» TEXTO EXTRAÍDO:

Ali eu vi que não ia dar certo aquilo! Ou eu me concentrava na audiência, ou resolvia do carro! Decidi pela audiência e, num arroubo impensado, coloquei o celular no modo avião!
Dali para diante, a audiência não teve graça. Vi que não teria acordo, e realizamos toda a instrução, com a oitiva formal do Cândido sem apelido e do representante do condomínio que só sabia repetir “não possuo este dado, mas o requerido está devendo 25 meses”.
“E quanto é a despesa mensal do condomínio?”
“Não possuo este dado, mas o requerido está devendo 25 meses”.
“Quanto é o montante total da dívida do requerido?
“Não possuo este dado, mas o requerido está devendo 25 meses”
Quase que eu pergunto se amanhã iria chover… mas eu sei o que ele responderia:
“Não possuo este dado, mas o requerido está devendo 25 meses.”
E assim foi, até eu prolatar a sentença determinando que o requerido pagasse a dívida total, as despesas do processo e os honorários do advogado do condomínio.

» EXERCÍCIOS PROPOSTOS:
1) Enumere tudo o que, segundo o relato da audiência, a sentença determinou que o requerido pagasse.
2) Indique se cada afirmação concorda com o relato da audiência, respondendo sim ou não e citando as palavras decisivas do texto: (a) O narrador colocou o celular no modo avião. (b) As partes chegaram a um acordo na audiência. (c) O representante do condomínio informou o valor da despesa mensal do condomínio.
3) Prossiga o relato da audiência a partir da última frase apresentada.
Os registros provêm de uma fonte distinta.

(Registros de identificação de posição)
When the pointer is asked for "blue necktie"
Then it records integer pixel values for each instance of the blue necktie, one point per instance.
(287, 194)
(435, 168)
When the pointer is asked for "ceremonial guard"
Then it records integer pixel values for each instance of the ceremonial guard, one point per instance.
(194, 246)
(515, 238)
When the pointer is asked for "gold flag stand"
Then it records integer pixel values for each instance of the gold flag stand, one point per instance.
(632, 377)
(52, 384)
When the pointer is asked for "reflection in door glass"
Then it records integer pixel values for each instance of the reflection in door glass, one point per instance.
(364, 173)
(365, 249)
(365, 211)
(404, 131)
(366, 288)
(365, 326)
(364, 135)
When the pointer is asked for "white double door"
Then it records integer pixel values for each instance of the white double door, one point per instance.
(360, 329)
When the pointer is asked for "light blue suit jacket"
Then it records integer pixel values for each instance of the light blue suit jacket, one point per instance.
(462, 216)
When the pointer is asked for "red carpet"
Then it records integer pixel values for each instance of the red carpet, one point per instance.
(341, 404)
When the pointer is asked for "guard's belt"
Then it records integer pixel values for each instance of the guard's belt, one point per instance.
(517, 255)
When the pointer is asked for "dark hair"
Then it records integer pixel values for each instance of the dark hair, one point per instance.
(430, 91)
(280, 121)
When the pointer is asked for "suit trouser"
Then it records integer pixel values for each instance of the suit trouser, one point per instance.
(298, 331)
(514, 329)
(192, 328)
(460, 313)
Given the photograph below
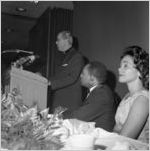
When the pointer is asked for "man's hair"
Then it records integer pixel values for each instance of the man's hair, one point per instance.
(98, 70)
(67, 35)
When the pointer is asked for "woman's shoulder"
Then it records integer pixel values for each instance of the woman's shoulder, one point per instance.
(144, 93)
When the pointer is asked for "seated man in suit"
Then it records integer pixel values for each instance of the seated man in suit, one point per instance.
(98, 107)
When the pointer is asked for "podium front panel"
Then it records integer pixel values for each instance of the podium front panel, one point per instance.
(32, 87)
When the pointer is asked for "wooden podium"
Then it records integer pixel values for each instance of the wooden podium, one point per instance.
(33, 87)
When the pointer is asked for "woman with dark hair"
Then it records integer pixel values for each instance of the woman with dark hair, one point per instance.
(133, 112)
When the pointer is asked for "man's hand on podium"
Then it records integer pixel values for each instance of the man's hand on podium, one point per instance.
(49, 83)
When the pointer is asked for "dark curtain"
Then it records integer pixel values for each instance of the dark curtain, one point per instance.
(60, 19)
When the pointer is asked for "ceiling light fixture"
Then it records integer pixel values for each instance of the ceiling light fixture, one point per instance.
(20, 9)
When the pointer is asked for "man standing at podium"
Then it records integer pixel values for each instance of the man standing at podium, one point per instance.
(65, 84)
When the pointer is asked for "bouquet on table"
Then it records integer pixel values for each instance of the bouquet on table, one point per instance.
(24, 127)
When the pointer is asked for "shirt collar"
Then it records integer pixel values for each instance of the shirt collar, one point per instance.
(92, 88)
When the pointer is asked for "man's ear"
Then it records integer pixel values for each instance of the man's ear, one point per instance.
(93, 79)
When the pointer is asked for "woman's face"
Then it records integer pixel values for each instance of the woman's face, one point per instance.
(127, 71)
(61, 43)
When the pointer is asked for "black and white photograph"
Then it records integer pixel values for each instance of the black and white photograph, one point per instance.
(74, 75)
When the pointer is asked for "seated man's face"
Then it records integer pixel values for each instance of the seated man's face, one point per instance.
(61, 43)
(85, 77)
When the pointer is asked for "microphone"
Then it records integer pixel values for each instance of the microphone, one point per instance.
(26, 60)
(17, 51)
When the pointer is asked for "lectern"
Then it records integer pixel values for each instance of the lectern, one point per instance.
(33, 87)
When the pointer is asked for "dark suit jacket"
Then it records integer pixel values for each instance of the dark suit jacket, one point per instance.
(66, 82)
(99, 108)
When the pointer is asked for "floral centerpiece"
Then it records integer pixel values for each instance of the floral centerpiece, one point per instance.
(28, 128)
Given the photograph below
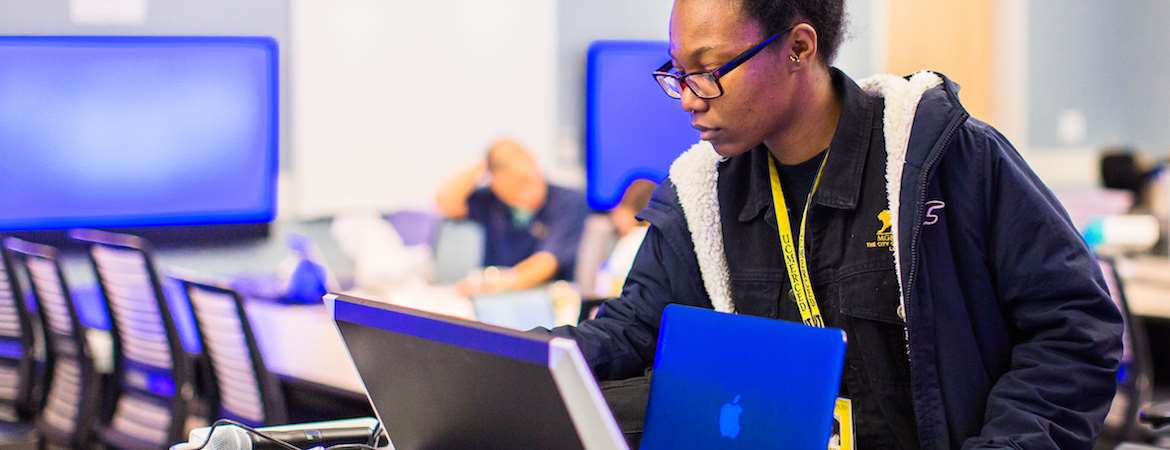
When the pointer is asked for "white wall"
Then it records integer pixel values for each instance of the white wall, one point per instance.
(392, 96)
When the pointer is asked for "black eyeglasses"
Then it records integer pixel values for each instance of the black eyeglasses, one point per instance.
(707, 84)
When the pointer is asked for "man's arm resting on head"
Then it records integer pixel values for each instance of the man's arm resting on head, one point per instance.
(534, 271)
(453, 194)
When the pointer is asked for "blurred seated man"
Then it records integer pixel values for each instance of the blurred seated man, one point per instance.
(631, 230)
(531, 228)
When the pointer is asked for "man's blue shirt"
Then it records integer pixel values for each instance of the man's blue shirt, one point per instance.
(509, 237)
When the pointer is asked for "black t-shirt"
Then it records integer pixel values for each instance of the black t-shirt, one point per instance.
(797, 181)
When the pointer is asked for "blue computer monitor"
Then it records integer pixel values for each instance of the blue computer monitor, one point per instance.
(632, 129)
(137, 131)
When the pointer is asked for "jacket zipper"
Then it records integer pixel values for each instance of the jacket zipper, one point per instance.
(927, 171)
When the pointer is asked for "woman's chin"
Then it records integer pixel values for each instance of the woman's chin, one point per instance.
(729, 150)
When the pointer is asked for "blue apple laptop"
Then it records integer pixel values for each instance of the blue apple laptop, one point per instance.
(725, 381)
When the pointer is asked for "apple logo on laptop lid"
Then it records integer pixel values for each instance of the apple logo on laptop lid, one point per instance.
(729, 419)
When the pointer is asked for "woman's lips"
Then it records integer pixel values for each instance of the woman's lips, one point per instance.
(706, 132)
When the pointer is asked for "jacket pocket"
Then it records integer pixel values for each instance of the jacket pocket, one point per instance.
(757, 293)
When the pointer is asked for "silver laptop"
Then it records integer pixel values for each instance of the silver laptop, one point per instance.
(440, 382)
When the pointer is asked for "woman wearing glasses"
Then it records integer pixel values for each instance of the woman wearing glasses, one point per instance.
(976, 316)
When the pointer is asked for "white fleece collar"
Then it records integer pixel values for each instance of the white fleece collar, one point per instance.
(695, 175)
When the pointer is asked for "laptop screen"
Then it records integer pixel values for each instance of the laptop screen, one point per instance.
(439, 382)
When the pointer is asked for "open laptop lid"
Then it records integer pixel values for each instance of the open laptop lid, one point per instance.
(439, 382)
(727, 381)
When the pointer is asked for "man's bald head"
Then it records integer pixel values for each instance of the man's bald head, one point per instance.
(516, 178)
(507, 154)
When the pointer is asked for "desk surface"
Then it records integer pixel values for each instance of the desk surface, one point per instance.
(1147, 283)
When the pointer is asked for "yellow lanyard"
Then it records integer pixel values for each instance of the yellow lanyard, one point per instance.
(795, 256)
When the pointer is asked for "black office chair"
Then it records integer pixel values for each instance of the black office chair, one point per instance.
(18, 364)
(70, 406)
(242, 388)
(1135, 380)
(152, 371)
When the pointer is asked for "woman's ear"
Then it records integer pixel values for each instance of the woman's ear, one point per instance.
(803, 48)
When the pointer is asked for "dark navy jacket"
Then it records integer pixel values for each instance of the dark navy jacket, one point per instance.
(1013, 341)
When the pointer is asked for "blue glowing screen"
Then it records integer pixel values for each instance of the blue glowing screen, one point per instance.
(632, 129)
(111, 131)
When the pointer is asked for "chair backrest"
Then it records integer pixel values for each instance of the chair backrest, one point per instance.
(242, 387)
(1135, 385)
(70, 405)
(16, 346)
(150, 365)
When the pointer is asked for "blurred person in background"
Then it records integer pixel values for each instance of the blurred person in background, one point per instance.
(631, 230)
(531, 228)
(976, 315)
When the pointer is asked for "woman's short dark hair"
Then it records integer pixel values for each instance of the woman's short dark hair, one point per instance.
(827, 16)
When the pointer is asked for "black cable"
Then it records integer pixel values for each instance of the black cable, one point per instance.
(246, 428)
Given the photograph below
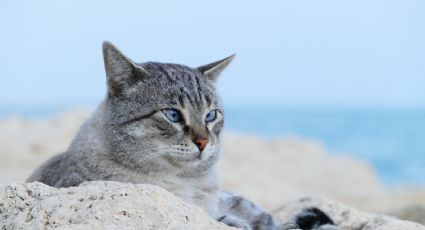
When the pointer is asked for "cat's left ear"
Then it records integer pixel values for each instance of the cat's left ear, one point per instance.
(213, 70)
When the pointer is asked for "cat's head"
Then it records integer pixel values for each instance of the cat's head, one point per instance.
(162, 117)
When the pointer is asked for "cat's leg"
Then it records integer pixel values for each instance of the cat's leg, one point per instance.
(236, 210)
(70, 180)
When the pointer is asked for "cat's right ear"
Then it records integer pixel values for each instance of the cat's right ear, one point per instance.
(120, 70)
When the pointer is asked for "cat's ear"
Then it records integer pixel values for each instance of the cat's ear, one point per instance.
(120, 70)
(213, 70)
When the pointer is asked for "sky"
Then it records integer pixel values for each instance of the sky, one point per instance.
(357, 53)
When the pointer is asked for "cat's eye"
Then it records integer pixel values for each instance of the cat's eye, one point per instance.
(172, 114)
(211, 116)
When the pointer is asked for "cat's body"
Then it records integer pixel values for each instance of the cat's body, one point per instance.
(87, 159)
(159, 124)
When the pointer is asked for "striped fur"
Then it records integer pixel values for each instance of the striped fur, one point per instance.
(130, 139)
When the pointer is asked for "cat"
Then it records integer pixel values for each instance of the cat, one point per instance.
(159, 124)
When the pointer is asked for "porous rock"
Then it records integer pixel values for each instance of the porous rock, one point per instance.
(98, 205)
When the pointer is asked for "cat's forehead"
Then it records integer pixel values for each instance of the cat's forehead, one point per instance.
(174, 85)
(171, 72)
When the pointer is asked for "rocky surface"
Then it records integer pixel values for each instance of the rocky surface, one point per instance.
(286, 169)
(97, 205)
(114, 205)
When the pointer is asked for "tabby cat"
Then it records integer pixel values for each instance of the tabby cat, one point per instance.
(159, 124)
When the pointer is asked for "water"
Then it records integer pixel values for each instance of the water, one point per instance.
(393, 141)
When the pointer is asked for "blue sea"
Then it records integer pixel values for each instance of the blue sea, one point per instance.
(393, 141)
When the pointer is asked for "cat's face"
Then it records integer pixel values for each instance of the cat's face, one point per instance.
(162, 117)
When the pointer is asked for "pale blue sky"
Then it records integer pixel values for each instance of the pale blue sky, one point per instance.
(358, 53)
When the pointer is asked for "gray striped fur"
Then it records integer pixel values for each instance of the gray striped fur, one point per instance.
(129, 139)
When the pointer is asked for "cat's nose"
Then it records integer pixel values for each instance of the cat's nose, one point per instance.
(201, 143)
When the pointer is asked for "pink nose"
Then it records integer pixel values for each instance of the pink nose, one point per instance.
(201, 143)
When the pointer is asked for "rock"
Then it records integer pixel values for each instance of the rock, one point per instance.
(413, 212)
(98, 205)
(345, 217)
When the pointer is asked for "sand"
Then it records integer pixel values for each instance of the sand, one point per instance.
(270, 172)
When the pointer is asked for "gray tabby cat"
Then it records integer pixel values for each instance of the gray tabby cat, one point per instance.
(159, 124)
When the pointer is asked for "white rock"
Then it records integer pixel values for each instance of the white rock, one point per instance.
(98, 205)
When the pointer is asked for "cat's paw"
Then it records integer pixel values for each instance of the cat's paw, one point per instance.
(233, 221)
(314, 218)
(288, 226)
(328, 227)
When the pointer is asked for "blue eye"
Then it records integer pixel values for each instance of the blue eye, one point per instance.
(211, 116)
(173, 115)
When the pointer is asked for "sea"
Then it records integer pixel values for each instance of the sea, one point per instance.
(391, 140)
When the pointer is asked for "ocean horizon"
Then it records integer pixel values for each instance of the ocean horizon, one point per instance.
(391, 140)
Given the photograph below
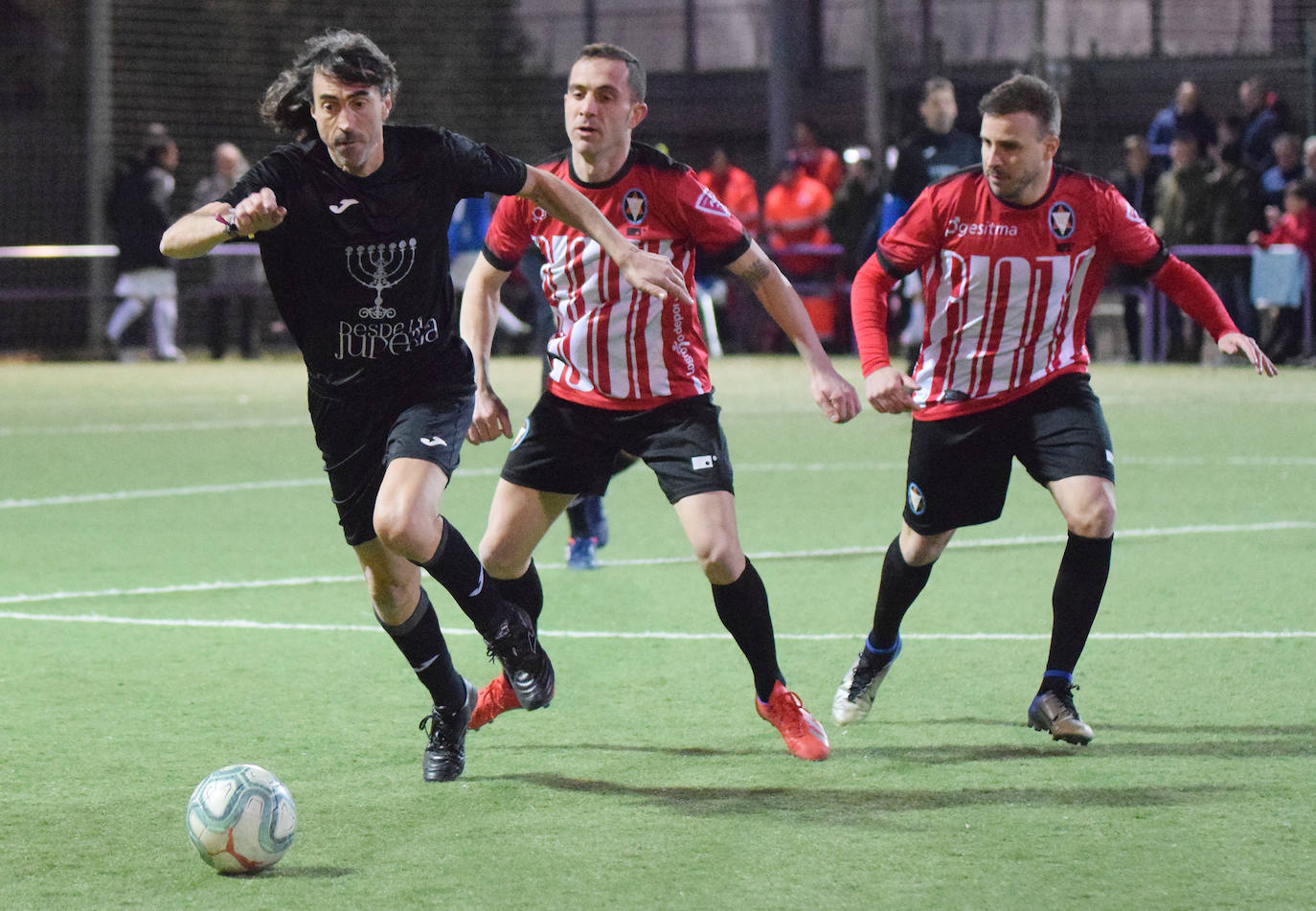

» RESPOSTAS DOS EXERCÍCIOS:
1) A dívida total, as despesas do processo e os honorários do advogado do condomínio.

2)
(a) Sim: "coloquei o celular no modo avião".
(b) Não: "Vi que não teria acordo".
(c) Não: "Não possuo este dado, mas o requerido está devendo 25 meses".

3)
Cheguei em casa no começo da noite, depois de 50 minutos no ônibus, ter descido em frente ao supermercado e caminhado dois quarteirões. 
Respirei fundo. Lembrei que eu sou juiz, afinal de contas, ganho a vida tomando decisões! Abri a porta. Ela estava lendo uma revista. Respirei fundo, decidido e já comecei reclamando:
“Sim, tu decides que eu vou comprar um carro, pedes pra eu escolher o modelo, e o que eu escolho não serve; tu dizes pra eu escolher se quero sedã ou hatch, escolho sedã e não serve; dizes pra eu escolher se quero automático ou manual, escolho manual e não serve? Quem de nós vai, afinal, usar esse carro?” E tentei fazer uma cara braba, decidida!
Ela sorriu. Continuou olhando a revista.
“Ah, tu nem tens tempo para ficar vendo essas coisas e eu pesquisei bem antes de tu escolheres esse. Mas não ficas chateado. Ainda tens que escolher a cor: cinza, branco, e um tal  ‘azul petróleo’. Qual tu queres?
Eu me desarmei! Pensei nas cores e sentenciei!
“O azul petróleo!”
“Essa cor não. Escolhe outra!”
“Hein?”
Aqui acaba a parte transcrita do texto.